(Natural language region descriptions)
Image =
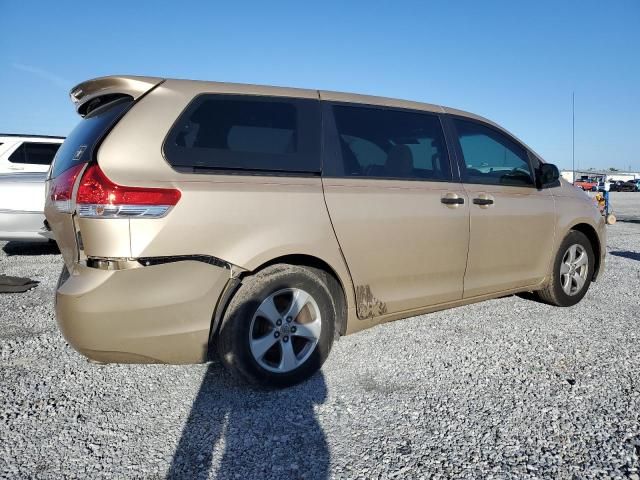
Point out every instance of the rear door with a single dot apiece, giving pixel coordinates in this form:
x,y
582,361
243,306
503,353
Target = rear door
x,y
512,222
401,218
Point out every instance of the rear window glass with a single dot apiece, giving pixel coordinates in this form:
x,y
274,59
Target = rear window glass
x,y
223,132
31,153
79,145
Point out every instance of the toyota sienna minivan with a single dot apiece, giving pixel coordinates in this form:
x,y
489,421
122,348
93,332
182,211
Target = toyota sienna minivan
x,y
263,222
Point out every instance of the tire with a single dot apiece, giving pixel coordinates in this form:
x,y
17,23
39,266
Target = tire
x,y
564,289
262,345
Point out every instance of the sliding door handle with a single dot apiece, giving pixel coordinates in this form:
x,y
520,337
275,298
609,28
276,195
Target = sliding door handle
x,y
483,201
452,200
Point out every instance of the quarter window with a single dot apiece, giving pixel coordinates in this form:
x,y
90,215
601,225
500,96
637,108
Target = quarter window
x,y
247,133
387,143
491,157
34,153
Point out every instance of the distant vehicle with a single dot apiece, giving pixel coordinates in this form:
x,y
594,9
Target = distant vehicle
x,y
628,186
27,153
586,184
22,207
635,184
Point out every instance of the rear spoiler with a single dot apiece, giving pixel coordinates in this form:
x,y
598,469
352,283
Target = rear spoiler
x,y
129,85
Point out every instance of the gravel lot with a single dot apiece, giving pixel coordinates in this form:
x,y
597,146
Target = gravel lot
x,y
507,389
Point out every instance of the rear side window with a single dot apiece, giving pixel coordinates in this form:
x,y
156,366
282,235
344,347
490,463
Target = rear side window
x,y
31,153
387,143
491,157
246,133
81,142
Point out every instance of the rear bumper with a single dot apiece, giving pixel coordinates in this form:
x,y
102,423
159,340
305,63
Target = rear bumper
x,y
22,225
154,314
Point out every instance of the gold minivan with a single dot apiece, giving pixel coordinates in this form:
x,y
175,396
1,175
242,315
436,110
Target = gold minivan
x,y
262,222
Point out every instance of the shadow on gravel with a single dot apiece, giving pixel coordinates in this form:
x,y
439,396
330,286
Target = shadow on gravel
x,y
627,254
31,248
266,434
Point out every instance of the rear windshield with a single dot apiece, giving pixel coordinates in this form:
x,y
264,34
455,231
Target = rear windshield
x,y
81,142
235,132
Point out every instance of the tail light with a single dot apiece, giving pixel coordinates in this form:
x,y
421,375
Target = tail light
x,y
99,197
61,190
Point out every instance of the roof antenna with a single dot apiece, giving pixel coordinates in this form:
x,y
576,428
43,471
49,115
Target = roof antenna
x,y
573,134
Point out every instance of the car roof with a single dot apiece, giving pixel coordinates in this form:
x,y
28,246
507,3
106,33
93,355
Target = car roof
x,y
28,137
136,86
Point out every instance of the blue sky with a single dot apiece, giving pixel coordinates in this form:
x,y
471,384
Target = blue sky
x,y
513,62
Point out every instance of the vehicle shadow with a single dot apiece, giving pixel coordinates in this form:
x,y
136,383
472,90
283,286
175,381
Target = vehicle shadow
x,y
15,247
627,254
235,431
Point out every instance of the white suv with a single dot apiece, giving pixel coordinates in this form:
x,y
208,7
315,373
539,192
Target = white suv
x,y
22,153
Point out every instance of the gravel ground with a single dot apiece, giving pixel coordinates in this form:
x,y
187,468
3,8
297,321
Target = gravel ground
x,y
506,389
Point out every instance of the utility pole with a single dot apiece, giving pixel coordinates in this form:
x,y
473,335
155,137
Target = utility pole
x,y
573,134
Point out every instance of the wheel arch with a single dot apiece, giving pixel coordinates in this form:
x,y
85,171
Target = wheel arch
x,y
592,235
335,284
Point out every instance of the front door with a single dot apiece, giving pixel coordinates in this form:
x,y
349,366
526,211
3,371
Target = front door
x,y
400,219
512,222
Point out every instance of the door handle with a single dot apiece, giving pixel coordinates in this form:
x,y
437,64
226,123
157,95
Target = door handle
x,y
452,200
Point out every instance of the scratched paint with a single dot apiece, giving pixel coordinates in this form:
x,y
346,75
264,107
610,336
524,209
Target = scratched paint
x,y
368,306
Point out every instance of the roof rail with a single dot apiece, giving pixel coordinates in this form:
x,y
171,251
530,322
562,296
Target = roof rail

▸ **Aim of the exercise**: With the pictures removed, return each record above exactly as given.

▸ **Result of this task**:
Image =
Point out every instance of the rear door with a single dot apiece, giving pixel coordinates in this form:
x,y
582,361
243,306
503,353
Target = rear door
x,y
512,222
401,218
Point out every instance of the rear window glass with a single dot apiece, giving pixel coordinates in this form:
x,y
274,59
Target = rear window glass
x,y
223,132
31,153
79,145
Point out every instance of the toyota sienna minivan with a single dot apiece, giving pixel coordinates in this form:
x,y
489,421
122,348
93,332
182,211
Target = toyota sienna minivan
x,y
263,222
Point out every instance of the tire with a single dot apiece, giving pixel coordinates in this form:
x,y
17,23
39,266
Target = tire
x,y
564,289
262,345
Point out every instance of the sliding door handle with a single dot apiece, giving pixel coordinates in this form:
x,y
520,337
275,298
609,28
276,195
Target = sliding door handle
x,y
483,201
452,200
Point out every instance of the quarter window with a single dot apiece, giving pixel coordinates in this form:
x,y
90,215
601,225
500,96
637,108
Target = quarter window
x,y
247,133
387,143
491,157
34,153
Point out every instance of the distant vehicle with a single dot apiece, giving pixel coordinates in this form:
x,y
594,9
Target = distant vehicle
x,y
628,186
27,153
586,184
22,207
635,184
Point out every instance of the rear spoiler with a single dot apiece, giving pixel coordinates in this form:
x,y
598,469
352,283
Target = rear spoiler
x,y
129,85
Point out every instance of the gravel lot with a single dot apiece, giving pixel coordinates in this form:
x,y
597,146
Target = gravel lot
x,y
507,389
Point out every instance of the rear side window with a single dot apiece, giving pixel coordinates in this form:
x,y
156,366
282,235
344,347
490,463
Target = rear side window
x,y
31,153
387,143
491,157
246,133
81,142
Point out every instance of the rear bumper with a single dot apiece, giving pixel coordinates in this form:
x,y
102,423
159,340
305,63
Target = rear bumper
x,y
22,225
154,314
Point out every instance of the gold minivan with a single dot apiece, giving pixel coordinates in this form:
x,y
175,396
1,175
242,315
436,110
Target = gold minivan
x,y
262,222
Point out every instance of the shadow on gravel with a single dot apiece, giving pixel coordinates in this form:
x,y
439,396
330,286
Target = shadow on gravel
x,y
627,254
31,248
266,434
Point out every instance of the rear windshield with a single dot apiece, giving pixel coordinates in this form:
x,y
264,34
455,231
Target = rear windshield
x,y
81,142
235,132
Point out every instance of the tail light with a single dot apiece, giving pixel coordinates in this form:
x,y
421,375
Target = tail light
x,y
99,197
61,190
Point out every instance of the roof antenna with a single dot apiece, giving pixel coordinates in this form:
x,y
576,428
43,471
49,115
Target = roof antenna
x,y
573,134
Point out every instance of the car roof with a single dot apiece, giving pixel coordinates in this form:
x,y
28,246
507,3
106,33
93,355
Target = car roof
x,y
28,137
136,86
Point out every instance of the blue sky with a single dot apiece, giving pixel coordinates in this form:
x,y
471,384
Target = blue sky
x,y
513,62
Point out every instance of the vehicle shadow with a single dot apiece, giving pixel coordinates in this form:
x,y
136,383
472,90
283,286
175,381
Target = vehicle shadow
x,y
15,247
627,254
235,431
Point out every instance of the white suv with a single dot apiece, giving pixel coordinates in this form:
x,y
208,7
315,373
539,192
Target = white suv
x,y
22,153
Point out every instance of the gravel ground with a single dot apiece, giving pixel coordinates in this form:
x,y
187,468
3,8
297,321
Target = gravel ground
x,y
506,389
Point out every instance of the utility pole with a single dot apiece, giving pixel coordinates in this form:
x,y
473,335
155,137
Target = utility pole
x,y
573,134
Point out every instance of the wheel arch with a single dot apiece, giving pixel coordinates in this form:
x,y
85,171
Target = wheel arch
x,y
592,235
335,284
Point out every instance of the front door with a single dot apiece, giving pixel coordinates in this form:
x,y
349,366
526,211
3,371
Target = front door
x,y
400,219
512,222
Point out every instance of the door handle with a single dot apiece, giving pixel coordinates in this form:
x,y
437,64
226,123
157,95
Target = door handle
x,y
452,200
Point out every instance of the scratched paint with a single dot apiece, giving pixel coordinates in this form:
x,y
346,75
264,107
610,336
524,209
Target = scratched paint
x,y
368,306
Point out every instance of the roof rail with a single dot apiece, giving pixel coordinates in this form:
x,y
171,251
530,322
562,296
Target = roof rail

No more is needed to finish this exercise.